> _Stored dataset items_
=======
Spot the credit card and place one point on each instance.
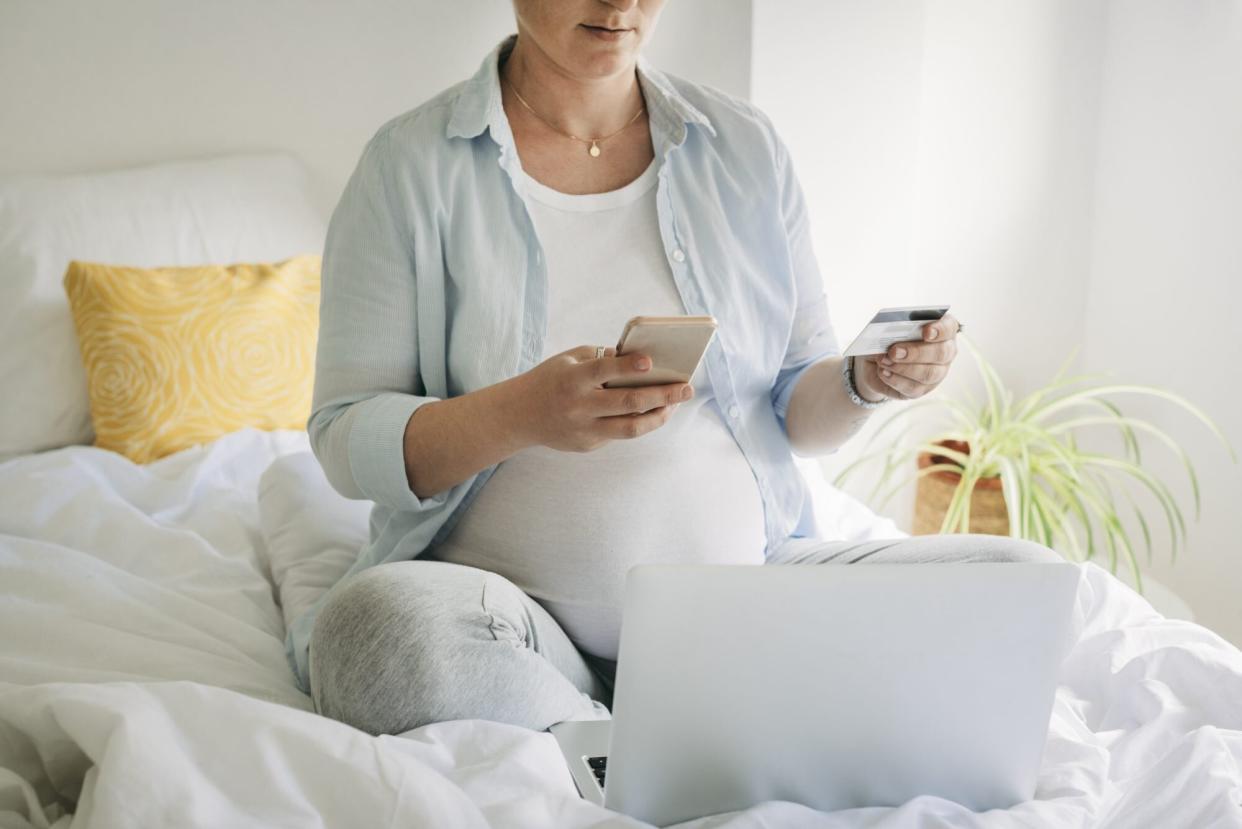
(893, 326)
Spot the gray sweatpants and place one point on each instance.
(412, 643)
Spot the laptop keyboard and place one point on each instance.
(599, 764)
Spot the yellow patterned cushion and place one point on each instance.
(180, 356)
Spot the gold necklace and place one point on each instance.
(594, 149)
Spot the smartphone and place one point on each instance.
(675, 344)
(892, 326)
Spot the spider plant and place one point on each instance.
(1056, 492)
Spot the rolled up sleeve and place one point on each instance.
(812, 337)
(367, 382)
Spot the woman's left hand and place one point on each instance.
(911, 369)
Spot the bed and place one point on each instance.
(143, 677)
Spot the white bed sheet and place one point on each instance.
(143, 682)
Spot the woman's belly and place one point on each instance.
(565, 527)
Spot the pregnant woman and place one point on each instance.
(483, 247)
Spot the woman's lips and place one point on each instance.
(606, 34)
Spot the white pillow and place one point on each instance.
(313, 533)
(222, 210)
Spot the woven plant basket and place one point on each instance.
(988, 513)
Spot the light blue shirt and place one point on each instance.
(435, 285)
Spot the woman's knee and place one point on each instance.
(386, 648)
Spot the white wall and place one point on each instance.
(1065, 173)
(101, 85)
(1165, 290)
(947, 149)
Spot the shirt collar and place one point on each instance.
(478, 103)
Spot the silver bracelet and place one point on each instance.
(852, 390)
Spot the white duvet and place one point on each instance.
(143, 684)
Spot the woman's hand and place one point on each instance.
(912, 369)
(563, 404)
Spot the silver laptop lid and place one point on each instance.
(835, 685)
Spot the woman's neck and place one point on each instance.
(585, 107)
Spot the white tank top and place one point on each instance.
(565, 527)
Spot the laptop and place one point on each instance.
(830, 685)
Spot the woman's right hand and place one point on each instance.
(563, 403)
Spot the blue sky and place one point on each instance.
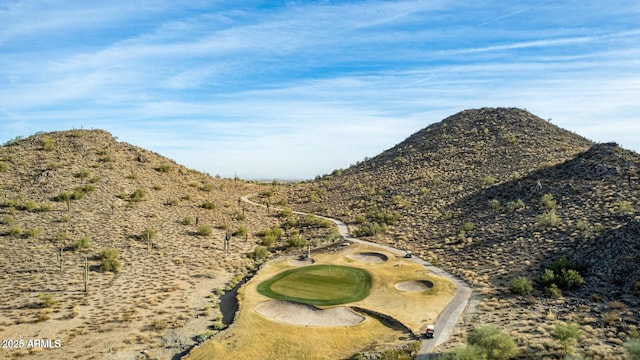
(295, 89)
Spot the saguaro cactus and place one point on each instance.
(60, 256)
(85, 275)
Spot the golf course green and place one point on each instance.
(320, 285)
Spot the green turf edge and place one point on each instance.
(360, 293)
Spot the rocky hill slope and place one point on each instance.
(81, 192)
(491, 194)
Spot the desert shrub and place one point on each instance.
(487, 181)
(260, 253)
(548, 219)
(48, 144)
(33, 232)
(567, 334)
(553, 291)
(83, 174)
(625, 207)
(498, 345)
(394, 354)
(468, 226)
(204, 230)
(171, 202)
(563, 274)
(521, 285)
(493, 203)
(46, 300)
(164, 168)
(7, 219)
(15, 230)
(514, 205)
(204, 336)
(384, 216)
(159, 324)
(241, 231)
(297, 242)
(548, 201)
(137, 195)
(370, 229)
(208, 205)
(109, 260)
(471, 352)
(83, 243)
(633, 349)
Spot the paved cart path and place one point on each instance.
(451, 313)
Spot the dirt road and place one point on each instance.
(451, 313)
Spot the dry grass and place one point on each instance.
(257, 337)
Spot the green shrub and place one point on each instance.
(567, 334)
(15, 230)
(554, 291)
(33, 232)
(260, 253)
(164, 168)
(487, 181)
(370, 229)
(208, 205)
(204, 230)
(110, 260)
(241, 231)
(512, 206)
(468, 226)
(471, 352)
(521, 285)
(137, 195)
(633, 349)
(48, 144)
(497, 345)
(46, 300)
(83, 243)
(548, 219)
(7, 219)
(493, 203)
(548, 201)
(297, 242)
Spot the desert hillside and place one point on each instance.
(495, 193)
(78, 193)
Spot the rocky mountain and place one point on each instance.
(68, 196)
(495, 193)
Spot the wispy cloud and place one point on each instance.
(225, 88)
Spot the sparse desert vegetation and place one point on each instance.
(540, 221)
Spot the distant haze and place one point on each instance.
(295, 90)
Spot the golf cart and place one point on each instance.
(429, 333)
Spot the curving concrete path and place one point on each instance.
(450, 314)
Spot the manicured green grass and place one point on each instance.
(322, 285)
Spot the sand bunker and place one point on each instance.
(303, 314)
(414, 285)
(369, 257)
(299, 262)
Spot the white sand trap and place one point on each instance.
(369, 257)
(303, 314)
(298, 262)
(414, 285)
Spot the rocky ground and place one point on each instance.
(491, 194)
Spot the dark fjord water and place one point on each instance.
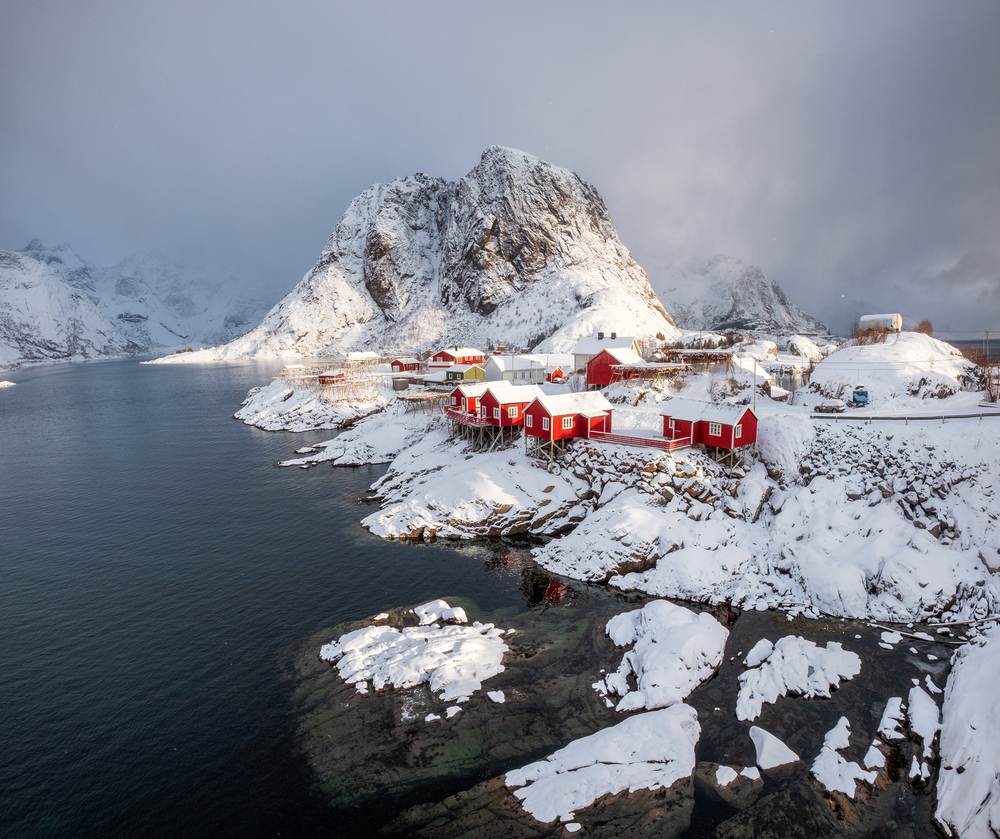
(158, 573)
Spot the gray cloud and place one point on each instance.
(847, 149)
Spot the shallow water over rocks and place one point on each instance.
(375, 753)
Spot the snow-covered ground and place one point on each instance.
(894, 521)
(454, 659)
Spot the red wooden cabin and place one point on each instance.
(600, 371)
(457, 355)
(567, 415)
(405, 365)
(724, 426)
(466, 397)
(504, 406)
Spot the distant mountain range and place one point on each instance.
(725, 294)
(54, 306)
(518, 252)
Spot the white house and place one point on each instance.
(586, 348)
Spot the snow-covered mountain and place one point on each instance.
(518, 252)
(55, 306)
(726, 294)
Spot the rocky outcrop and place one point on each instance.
(518, 252)
(725, 294)
(55, 306)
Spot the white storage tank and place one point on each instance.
(886, 323)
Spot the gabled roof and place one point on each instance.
(455, 352)
(592, 345)
(518, 362)
(691, 410)
(623, 355)
(574, 403)
(509, 393)
(479, 388)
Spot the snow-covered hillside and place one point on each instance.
(55, 306)
(901, 372)
(726, 294)
(518, 252)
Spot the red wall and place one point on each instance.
(489, 402)
(723, 441)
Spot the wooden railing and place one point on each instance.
(650, 442)
(466, 418)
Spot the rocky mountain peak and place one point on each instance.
(517, 252)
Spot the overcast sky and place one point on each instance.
(850, 150)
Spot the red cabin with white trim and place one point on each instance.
(405, 365)
(600, 370)
(724, 426)
(567, 415)
(457, 355)
(504, 406)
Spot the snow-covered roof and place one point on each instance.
(690, 410)
(459, 351)
(592, 345)
(623, 355)
(574, 403)
(508, 393)
(518, 362)
(479, 388)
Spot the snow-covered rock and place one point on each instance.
(899, 374)
(968, 787)
(55, 306)
(794, 666)
(674, 651)
(518, 252)
(725, 294)
(646, 751)
(454, 660)
(832, 770)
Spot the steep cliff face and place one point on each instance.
(726, 294)
(517, 252)
(55, 306)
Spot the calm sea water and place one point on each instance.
(156, 574)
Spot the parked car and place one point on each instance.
(831, 406)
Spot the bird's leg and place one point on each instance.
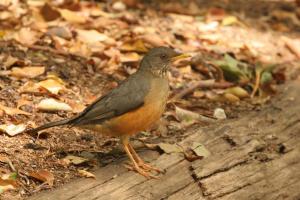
(135, 165)
(140, 162)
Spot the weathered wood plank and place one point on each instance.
(254, 157)
(127, 180)
(191, 191)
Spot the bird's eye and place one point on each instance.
(163, 56)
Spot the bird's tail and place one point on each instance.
(49, 125)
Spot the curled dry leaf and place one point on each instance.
(237, 91)
(9, 62)
(129, 57)
(25, 36)
(13, 111)
(219, 113)
(53, 105)
(91, 36)
(44, 176)
(137, 46)
(52, 85)
(29, 87)
(8, 183)
(86, 174)
(200, 150)
(170, 148)
(76, 160)
(188, 117)
(27, 72)
(12, 129)
(71, 16)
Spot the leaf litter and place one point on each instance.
(60, 51)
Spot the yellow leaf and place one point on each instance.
(12, 129)
(27, 72)
(229, 20)
(72, 16)
(52, 86)
(91, 36)
(53, 105)
(86, 174)
(44, 176)
(130, 57)
(137, 46)
(13, 111)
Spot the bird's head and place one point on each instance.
(158, 60)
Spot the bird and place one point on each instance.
(133, 106)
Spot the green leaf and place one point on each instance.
(233, 69)
(200, 150)
(266, 77)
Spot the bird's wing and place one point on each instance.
(128, 96)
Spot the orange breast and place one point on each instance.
(141, 118)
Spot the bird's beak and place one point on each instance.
(180, 56)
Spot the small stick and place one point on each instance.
(202, 84)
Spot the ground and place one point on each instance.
(258, 135)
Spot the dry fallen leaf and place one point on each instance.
(200, 150)
(237, 91)
(53, 105)
(137, 46)
(7, 184)
(13, 111)
(27, 72)
(71, 16)
(25, 36)
(188, 117)
(29, 87)
(52, 86)
(86, 174)
(91, 36)
(44, 176)
(170, 148)
(12, 129)
(219, 113)
(10, 60)
(76, 160)
(129, 57)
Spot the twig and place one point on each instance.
(202, 84)
(257, 80)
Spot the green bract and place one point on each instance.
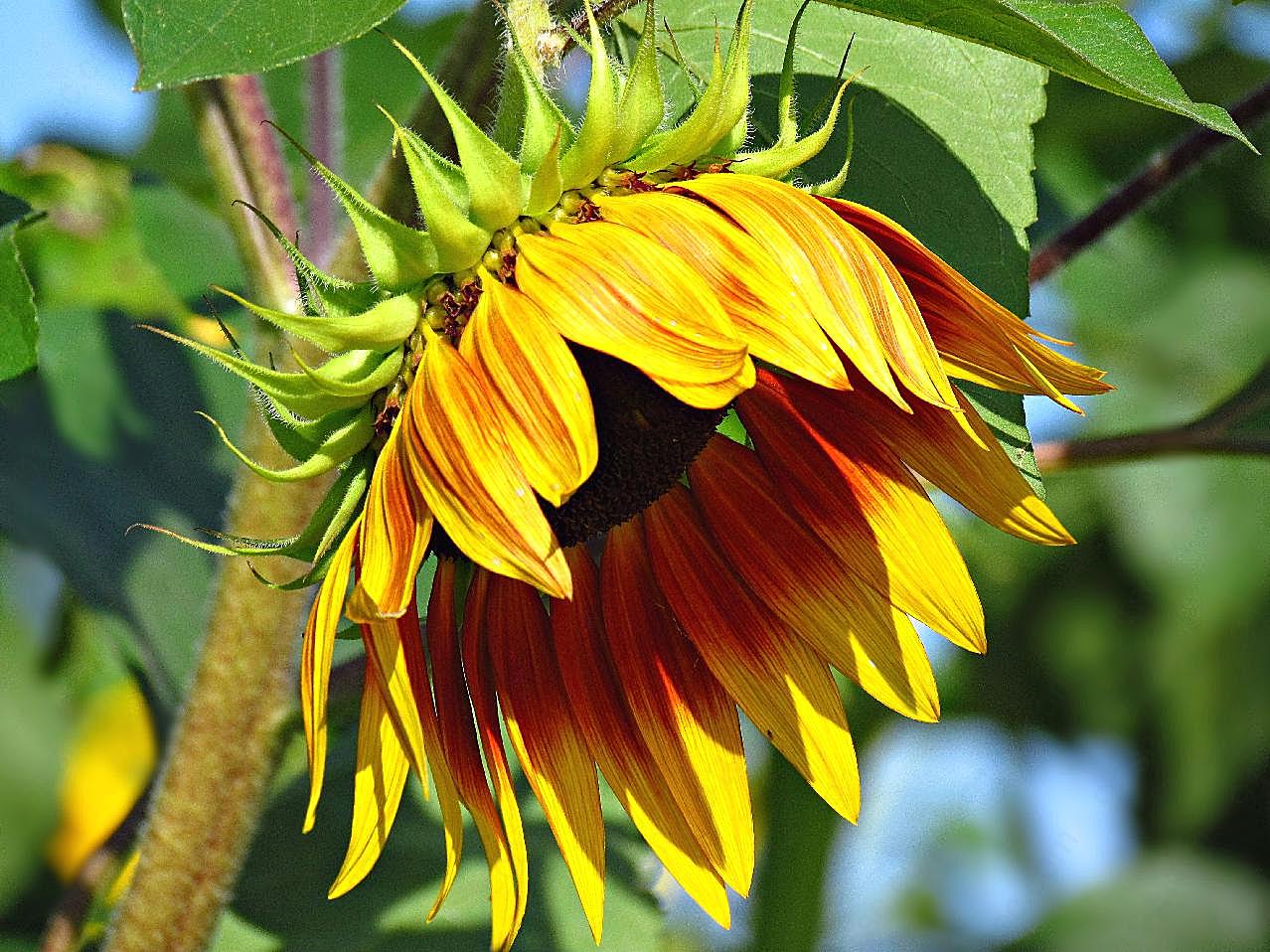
(531, 168)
=======
> _WHAT IS NEEDED_
The lines from the one with "Spot the twig" to the end of the data above should be retyped exactly, both ends included, and pictures are to be left out.

> _RESPONSE BELOW_
Spot the twig and place one point on each instance.
(202, 84)
(257, 80)
Spot the green bract and place one point on each instance.
(531, 168)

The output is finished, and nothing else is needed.